# start of The records

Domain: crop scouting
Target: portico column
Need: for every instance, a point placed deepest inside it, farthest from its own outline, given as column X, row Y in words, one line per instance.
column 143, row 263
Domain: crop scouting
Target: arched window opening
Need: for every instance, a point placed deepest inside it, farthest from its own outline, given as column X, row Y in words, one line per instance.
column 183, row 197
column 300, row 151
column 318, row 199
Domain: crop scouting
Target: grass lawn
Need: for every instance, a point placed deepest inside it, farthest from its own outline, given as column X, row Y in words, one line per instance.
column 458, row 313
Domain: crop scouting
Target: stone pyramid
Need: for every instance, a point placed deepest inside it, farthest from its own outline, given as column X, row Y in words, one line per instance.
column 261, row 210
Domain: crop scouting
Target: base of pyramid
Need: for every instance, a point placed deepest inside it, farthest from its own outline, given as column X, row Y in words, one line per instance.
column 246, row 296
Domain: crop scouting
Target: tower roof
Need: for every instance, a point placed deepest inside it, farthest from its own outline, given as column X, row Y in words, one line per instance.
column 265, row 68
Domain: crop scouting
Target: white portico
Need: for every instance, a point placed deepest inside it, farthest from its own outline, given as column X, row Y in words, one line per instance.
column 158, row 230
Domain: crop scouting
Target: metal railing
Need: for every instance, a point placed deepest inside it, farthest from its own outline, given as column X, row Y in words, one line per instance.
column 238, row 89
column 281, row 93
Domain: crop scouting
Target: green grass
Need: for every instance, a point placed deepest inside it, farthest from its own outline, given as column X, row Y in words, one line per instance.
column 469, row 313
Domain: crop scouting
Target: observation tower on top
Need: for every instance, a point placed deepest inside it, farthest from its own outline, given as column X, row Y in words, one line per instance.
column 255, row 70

# end of The records

### Given instruction
Reproduce the entire listing above verbatim, keeping every line in its original order.

### Solution for this exercise
Domain: crop scouting
Target: portico column
Need: for every instance, a point placed deepest inside it, farthest from its own outline, given as column X, row Y in words, one line per instance.
column 143, row 263
Domain: crop scouting
Target: arched window opening
Need: for every instance, a point placed deepest inside it, farthest from its own outline, given as column X, row Y in words, one line per instance.
column 183, row 197
column 300, row 151
column 318, row 199
Domain: crop scouting
Target: grass lawn
Need: for every instance, a point placed deepest inside it, farthest from its own outline, given as column X, row Y in words, one line per instance.
column 458, row 313
Domain: crop scouting
Target: stone pyramid
Need: for every instance, a point placed deepest inside it, farthest from its own outline, given as column X, row Y in words, one line per instance.
column 261, row 210
Domain: crop scouting
Target: base of pyramid
Need: for every instance, a point placed deepest inside it, farthest from its own outline, given as column X, row Y in words, one line per instance.
column 246, row 296
Domain: crop scouting
Target: tower roof
Need: for every instance, a point placed deepest inside it, farthest from its own outline, given as column X, row Y in words, one line per instance.
column 265, row 68
Domain: crop scouting
Target: white portico
Need: for every instance, a point placed deepest inside it, farthest from its own outline, given as column X, row Y in words, one line per instance.
column 158, row 230
Domain: crop scouting
Target: metal railing
Need: for every instance, a point placed deepest inside it, farthest from its own outline, given as column X, row Y in words, one line per instance.
column 238, row 89
column 281, row 93
Domain: crop scouting
Target: green grass
Need: for every instance, a point placed deepest inside it, farthest from its own outline, given as column X, row Y in words, one line per instance.
column 469, row 313
Domain: crop scouting
Target: observation tower on top
Need: for every instance, a point placed deepest inside it, farthest from its own outline, given as column X, row Y in words, one line per instance.
column 255, row 70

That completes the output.